═════ Document excerpt

Published: November 9, 2021
An automated guided vehicle picks up a box with packages for delivery ahead of the Singles Day shopping festival which falls on November 11, at a warehouse in Beijing on November 9, 2021. (Image: JADE GAO/AFP via Getty Images)

China’s tech giants Tencent and Alibaba are expecting a major slump in revenue as Chinese leader Xi Jinping’s regulatory campaign to crackdown on tech companies continues.

Alibaba, China’s largest e-commerce company, was fined a record $2.8 billion in April this year after antitrust regulators docked the company for acting like a monopoly and preventing other merchants from selling products across rival e-commerce platforms.

The fine was equivalent to 4 percent of Alibaba’s total sales for 2019, shattering the previous record penalty of $975 million handed out to American chipmaker Qualcomm (QCOM) in 2015. 

The company’s financial affiliate — Ant Group — was also targeted by regulators after its IPO was called off at the last minute a year ago.

Since then, Alibaba’s market value has dropped an estimated $400 billion as authorities enforce new regulations. The online shopping giant’s share price also saw a drop of 35 percent in the July-September quarter. Experts believe the company will see a 12 percent decline in profit, the slowest in a year.

══════════
═════ Dataset

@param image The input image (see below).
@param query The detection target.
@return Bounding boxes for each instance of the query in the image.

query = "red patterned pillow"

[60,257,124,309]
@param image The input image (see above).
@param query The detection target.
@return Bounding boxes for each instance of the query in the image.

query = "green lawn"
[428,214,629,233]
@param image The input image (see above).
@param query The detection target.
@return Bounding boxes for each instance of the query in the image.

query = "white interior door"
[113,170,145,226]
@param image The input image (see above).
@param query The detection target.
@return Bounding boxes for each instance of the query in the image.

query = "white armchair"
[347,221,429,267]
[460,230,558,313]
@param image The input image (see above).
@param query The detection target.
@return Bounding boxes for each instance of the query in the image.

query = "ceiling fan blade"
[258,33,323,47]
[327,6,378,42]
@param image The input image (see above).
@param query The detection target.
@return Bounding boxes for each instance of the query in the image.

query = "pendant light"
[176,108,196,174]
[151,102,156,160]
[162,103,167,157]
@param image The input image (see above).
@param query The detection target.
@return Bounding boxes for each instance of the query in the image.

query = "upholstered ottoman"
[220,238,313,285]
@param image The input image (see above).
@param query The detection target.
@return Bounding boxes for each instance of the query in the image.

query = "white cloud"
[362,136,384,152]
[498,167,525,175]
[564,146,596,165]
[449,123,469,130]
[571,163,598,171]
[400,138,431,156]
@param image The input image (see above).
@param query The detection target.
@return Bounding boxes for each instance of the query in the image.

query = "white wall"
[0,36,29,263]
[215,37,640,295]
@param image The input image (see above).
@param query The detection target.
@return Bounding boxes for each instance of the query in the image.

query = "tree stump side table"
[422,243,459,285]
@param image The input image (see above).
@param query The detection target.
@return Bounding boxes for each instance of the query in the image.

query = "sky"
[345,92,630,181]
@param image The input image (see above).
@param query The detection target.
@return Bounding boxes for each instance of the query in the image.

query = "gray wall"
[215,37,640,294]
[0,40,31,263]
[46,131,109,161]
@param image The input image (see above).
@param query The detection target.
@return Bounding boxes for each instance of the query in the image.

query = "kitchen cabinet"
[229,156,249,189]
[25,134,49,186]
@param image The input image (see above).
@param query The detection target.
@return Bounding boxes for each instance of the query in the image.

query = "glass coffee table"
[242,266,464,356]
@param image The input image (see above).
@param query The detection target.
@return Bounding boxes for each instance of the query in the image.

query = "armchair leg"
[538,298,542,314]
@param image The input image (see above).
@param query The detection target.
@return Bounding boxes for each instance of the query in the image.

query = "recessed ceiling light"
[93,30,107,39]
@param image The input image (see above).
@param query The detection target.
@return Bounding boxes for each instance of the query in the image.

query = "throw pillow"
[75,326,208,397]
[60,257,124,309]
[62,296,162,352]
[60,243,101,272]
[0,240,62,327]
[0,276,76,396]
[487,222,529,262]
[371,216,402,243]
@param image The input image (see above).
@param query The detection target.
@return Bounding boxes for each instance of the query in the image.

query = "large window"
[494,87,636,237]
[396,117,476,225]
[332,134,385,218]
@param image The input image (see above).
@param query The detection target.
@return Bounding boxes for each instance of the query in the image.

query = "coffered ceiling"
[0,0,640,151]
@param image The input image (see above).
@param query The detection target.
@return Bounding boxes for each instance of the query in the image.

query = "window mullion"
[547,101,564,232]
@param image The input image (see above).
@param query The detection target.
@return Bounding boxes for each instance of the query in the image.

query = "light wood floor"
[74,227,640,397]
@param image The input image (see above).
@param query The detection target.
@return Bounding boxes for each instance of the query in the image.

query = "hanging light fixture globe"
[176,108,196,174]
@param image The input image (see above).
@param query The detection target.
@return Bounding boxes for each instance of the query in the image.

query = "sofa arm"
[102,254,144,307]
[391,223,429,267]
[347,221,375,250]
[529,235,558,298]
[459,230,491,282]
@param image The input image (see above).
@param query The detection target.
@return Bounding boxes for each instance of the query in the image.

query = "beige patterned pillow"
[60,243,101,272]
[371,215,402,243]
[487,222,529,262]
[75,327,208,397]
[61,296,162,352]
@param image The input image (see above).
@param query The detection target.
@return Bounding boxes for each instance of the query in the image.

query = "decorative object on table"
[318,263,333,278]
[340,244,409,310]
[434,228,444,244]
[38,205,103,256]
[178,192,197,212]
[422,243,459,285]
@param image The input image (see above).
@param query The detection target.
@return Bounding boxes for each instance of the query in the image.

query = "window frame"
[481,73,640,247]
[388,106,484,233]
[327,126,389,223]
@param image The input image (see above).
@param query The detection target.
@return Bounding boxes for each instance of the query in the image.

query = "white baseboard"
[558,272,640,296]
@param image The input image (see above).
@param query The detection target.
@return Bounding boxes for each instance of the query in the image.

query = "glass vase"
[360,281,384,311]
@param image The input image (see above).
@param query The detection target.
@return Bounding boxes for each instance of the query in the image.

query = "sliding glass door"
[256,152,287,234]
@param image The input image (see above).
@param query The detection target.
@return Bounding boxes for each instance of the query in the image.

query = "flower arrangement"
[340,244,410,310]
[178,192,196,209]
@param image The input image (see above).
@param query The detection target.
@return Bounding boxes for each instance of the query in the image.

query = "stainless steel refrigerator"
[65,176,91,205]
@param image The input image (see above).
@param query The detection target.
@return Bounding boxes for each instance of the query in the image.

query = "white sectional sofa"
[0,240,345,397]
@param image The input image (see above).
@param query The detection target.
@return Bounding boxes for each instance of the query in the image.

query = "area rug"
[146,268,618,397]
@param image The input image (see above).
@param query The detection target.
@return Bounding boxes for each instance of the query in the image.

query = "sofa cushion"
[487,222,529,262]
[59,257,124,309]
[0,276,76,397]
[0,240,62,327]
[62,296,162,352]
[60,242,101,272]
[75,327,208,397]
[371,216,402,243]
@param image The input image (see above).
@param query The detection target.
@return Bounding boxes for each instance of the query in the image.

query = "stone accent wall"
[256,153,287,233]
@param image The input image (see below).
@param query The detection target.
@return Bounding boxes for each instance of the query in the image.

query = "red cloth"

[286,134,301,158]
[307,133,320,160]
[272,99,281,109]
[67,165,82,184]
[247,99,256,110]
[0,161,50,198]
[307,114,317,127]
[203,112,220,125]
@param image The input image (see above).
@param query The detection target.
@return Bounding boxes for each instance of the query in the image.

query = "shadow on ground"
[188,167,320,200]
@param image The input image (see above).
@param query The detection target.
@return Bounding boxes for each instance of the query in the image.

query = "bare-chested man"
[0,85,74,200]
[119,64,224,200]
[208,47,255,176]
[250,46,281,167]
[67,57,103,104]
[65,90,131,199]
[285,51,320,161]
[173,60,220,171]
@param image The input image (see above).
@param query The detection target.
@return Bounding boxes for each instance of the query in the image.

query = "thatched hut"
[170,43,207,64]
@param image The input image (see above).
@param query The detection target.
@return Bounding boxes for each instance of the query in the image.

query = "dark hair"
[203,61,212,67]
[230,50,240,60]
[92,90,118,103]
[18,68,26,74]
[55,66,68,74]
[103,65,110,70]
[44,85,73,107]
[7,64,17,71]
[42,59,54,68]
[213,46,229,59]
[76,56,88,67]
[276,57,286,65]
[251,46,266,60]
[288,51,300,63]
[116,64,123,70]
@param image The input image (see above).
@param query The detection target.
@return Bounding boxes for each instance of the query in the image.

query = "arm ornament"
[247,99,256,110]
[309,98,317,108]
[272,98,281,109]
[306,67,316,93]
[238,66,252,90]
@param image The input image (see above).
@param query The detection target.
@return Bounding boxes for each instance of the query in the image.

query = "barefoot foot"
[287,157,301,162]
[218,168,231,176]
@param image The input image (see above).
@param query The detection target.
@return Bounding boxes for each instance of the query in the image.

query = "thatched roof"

══════════

=== Set tasks ===
a – According to the tech crackdown excerpt, what penalty did Qualcomm receive, and in what year?
b – List every dollar amount that appears in the tech crackdown excerpt.
c – Repeat the stretch of the tech crackdown excerpt from "Published: November 9, 2021" through "rival e-commerce platforms.", word for word.
Nothing in the listing is needed here.

=== Responses to the tasks ===
a – A $975 million penalty in 2015.

b – $2.8 billion, $975 million, $400 billion

c –
Published: November 9, 2021
An automated guided vehicle picks up a box with packages for delivery ahead of the Singles Day shopping festival which falls on November 11, at a warehouse in Beijing on November 9, 2021. (Image: JADE GAO/AFP via Getty Images)

China’s tech giants Tencent and Alibaba are expecting a major slump in revenue as Chinese leader Xi Jinping’s regulatory campaign to crackdown on tech companies continues.

Alibaba, China’s largest e-commerce company, was fined a record $2.8 billion in April this year after antitrust regulators docked the company for acting like a monopoly and preventing other merchants from selling products across rival e-commerce platforms.